(Work to complete) According to the text on the 1906 Tour de France cyclists, which winner of the 1904 Tour de France was absent from the start?

(Quoted passage)

───

= List of cyclists in the 1906 Tour de France =

In the 1906 Tour de France, 100 cyclists signed up for the but only 76 of them showed up for the start. Among the absentees was Henri Cornet, the winner of the 1904 Tour de France. The starting cyclists included four Belgians, one was Luxembourger (future winner François Faber), two Germans, and the rest were French. Louis Trousselier, winner of the 1905 Tour de France, was present. While the riders were not organized into teams, some shared the same sponsor, although collaboration was not permitted. Before the race began, the top contenders were Cadolle, Aucouturier, Georget, Pottier, Trousselier, Dortignac and Petit-Breton.

───

(Dataset extract)
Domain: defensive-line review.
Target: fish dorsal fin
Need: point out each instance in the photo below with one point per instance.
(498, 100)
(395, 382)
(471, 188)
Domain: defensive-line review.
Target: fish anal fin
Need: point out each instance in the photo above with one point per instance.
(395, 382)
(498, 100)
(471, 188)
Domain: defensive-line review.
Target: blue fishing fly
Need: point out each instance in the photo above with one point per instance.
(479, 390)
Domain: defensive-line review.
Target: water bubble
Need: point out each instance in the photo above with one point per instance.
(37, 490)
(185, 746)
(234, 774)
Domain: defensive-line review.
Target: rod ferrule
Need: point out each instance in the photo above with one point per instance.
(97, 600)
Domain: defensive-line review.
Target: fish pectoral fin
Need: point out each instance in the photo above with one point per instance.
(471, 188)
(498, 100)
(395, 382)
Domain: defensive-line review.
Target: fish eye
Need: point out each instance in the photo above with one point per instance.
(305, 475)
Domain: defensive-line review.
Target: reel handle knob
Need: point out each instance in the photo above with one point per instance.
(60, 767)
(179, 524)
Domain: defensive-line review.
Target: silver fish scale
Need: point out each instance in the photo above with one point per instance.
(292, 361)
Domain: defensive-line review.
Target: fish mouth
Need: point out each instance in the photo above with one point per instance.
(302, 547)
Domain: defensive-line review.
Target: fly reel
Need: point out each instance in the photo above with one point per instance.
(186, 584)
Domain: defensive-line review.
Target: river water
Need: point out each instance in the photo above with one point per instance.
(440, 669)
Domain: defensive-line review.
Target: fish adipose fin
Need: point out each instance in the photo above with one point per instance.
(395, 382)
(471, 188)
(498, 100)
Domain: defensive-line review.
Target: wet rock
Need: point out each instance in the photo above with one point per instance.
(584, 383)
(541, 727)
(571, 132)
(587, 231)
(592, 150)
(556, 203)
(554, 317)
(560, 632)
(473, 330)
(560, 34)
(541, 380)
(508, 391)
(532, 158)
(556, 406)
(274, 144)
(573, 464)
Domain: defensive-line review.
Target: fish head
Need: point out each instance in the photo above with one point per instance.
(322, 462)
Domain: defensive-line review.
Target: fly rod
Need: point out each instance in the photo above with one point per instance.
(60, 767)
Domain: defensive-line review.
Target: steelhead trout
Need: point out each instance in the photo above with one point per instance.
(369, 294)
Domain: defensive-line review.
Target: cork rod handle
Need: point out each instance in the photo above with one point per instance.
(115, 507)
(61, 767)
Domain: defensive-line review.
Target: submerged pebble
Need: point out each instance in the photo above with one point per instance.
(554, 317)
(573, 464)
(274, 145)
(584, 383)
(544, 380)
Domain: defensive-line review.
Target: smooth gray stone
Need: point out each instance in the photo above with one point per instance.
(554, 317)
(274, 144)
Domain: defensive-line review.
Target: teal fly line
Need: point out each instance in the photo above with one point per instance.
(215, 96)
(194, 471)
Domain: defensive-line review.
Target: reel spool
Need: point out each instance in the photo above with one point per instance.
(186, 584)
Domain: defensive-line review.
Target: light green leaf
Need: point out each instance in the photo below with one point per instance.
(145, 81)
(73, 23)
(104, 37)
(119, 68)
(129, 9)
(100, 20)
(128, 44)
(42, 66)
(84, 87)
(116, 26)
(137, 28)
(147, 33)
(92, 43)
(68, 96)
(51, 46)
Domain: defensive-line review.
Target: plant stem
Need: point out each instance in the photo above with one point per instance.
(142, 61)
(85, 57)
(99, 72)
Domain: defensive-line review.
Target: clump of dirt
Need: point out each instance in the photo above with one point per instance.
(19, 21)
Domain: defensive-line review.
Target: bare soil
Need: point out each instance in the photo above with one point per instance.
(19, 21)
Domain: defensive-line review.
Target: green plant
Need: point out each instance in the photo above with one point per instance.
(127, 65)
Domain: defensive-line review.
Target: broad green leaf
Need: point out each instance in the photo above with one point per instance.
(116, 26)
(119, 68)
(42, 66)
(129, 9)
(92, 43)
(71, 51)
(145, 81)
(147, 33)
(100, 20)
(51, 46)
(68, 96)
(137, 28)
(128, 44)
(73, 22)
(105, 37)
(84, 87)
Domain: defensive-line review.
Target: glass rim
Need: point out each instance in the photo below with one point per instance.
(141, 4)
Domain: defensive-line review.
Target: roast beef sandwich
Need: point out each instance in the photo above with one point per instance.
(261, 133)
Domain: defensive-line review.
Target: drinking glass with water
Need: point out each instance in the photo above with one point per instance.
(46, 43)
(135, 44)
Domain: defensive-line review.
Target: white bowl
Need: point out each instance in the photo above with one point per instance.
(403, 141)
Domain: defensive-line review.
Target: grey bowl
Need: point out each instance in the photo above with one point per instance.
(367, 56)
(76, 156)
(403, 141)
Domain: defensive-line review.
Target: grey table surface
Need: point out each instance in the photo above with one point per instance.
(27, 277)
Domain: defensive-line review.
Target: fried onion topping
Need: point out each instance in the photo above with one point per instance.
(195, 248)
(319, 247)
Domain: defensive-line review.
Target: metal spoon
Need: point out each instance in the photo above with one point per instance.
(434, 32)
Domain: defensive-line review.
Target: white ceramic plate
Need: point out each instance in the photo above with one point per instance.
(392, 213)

───

(Exercise solution) Henri Cornet